#### Records for this exercise
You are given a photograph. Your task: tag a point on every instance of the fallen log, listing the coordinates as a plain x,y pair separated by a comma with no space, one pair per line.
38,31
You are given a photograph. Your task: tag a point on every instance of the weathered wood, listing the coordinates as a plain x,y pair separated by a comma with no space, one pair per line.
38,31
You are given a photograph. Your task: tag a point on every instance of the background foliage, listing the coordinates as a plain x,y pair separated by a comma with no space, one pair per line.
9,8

--

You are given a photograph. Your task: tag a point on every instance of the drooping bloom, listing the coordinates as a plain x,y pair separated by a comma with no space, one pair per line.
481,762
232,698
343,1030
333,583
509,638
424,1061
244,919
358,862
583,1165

==

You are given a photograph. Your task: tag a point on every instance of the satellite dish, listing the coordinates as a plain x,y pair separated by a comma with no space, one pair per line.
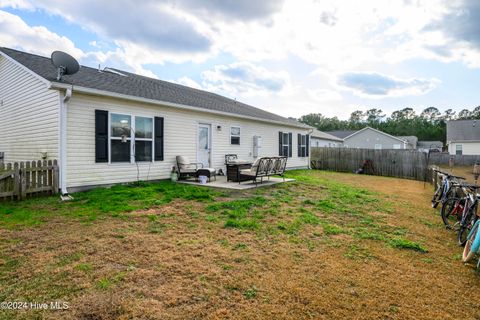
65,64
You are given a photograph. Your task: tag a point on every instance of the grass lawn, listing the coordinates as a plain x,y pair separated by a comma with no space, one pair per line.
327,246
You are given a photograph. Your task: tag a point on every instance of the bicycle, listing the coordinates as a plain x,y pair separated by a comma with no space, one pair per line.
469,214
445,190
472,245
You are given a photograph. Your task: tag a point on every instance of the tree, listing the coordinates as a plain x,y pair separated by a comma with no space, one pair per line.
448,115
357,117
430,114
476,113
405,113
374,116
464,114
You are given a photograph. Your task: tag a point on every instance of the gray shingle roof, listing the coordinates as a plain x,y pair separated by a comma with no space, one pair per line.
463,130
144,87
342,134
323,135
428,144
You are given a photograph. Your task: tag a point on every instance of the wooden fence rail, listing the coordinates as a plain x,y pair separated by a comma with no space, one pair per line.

#### What needs to be done
Among the records above, a stretch begins at the line containing "the tree, listing" and ends at the line containing "of the wooden". Restate that stretch word for word, and nothing else.

#### Output for this task
You are given a photograph. Your task: tag a point on every instance of the tree, listing the coordinates as a plain x,y pair separated by a comma with no space, one pair per line.
448,115
357,117
430,114
476,113
405,113
374,116
464,114
You are given a photograph. Your task: tag a point on every instance of the gray shingle roof, listing the coordinates as a plain x,y pair separated by a comma with no space, one pair per line.
463,130
144,87
342,134
323,135
428,144
You are given a photograph. Your task: tag a point on every instance of the wooden fence rail, listing the coordinates as a plain x,y pair separated by a comma with no space, one pair per line.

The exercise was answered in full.